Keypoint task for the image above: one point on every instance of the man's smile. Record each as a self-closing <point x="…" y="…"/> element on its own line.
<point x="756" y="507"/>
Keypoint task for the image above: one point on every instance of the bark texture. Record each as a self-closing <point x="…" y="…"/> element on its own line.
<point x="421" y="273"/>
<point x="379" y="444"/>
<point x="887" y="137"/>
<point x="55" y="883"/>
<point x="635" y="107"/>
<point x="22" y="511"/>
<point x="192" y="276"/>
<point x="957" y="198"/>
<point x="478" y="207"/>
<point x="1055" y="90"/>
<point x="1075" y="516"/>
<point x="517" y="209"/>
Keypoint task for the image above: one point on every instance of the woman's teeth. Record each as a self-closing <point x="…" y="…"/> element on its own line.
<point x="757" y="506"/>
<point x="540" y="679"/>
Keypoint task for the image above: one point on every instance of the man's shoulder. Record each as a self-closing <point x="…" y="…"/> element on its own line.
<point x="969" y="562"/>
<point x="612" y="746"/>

Given problem ->
Print all of the items above again, word for word.

Solution to the exercise ->
Keypoint task for the image above: one point on every instance of the man's smile. Record each as a self-closing <point x="…" y="…"/> element on its own line.
<point x="756" y="507"/>
Keypoint task for the image above: one point on every instance of the bark texture. Record each as a self-closing <point x="…" y="…"/> element on its own line.
<point x="421" y="273"/>
<point x="379" y="444"/>
<point x="887" y="137"/>
<point x="55" y="883"/>
<point x="635" y="107"/>
<point x="22" y="511"/>
<point x="192" y="276"/>
<point x="957" y="198"/>
<point x="478" y="207"/>
<point x="1055" y="90"/>
<point x="1075" y="516"/>
<point x="517" y="209"/>
Keypoint task for the image above: one point on every instance of the woman's teeth. Record each as a self-closing <point x="…" y="…"/> element on its own line.
<point x="757" y="506"/>
<point x="540" y="679"/>
Keypoint task for the image above: one point on every instance of the man's shoulder. Record each as a self-closing <point x="…" y="…"/> element on its own line.
<point x="969" y="562"/>
<point x="612" y="746"/>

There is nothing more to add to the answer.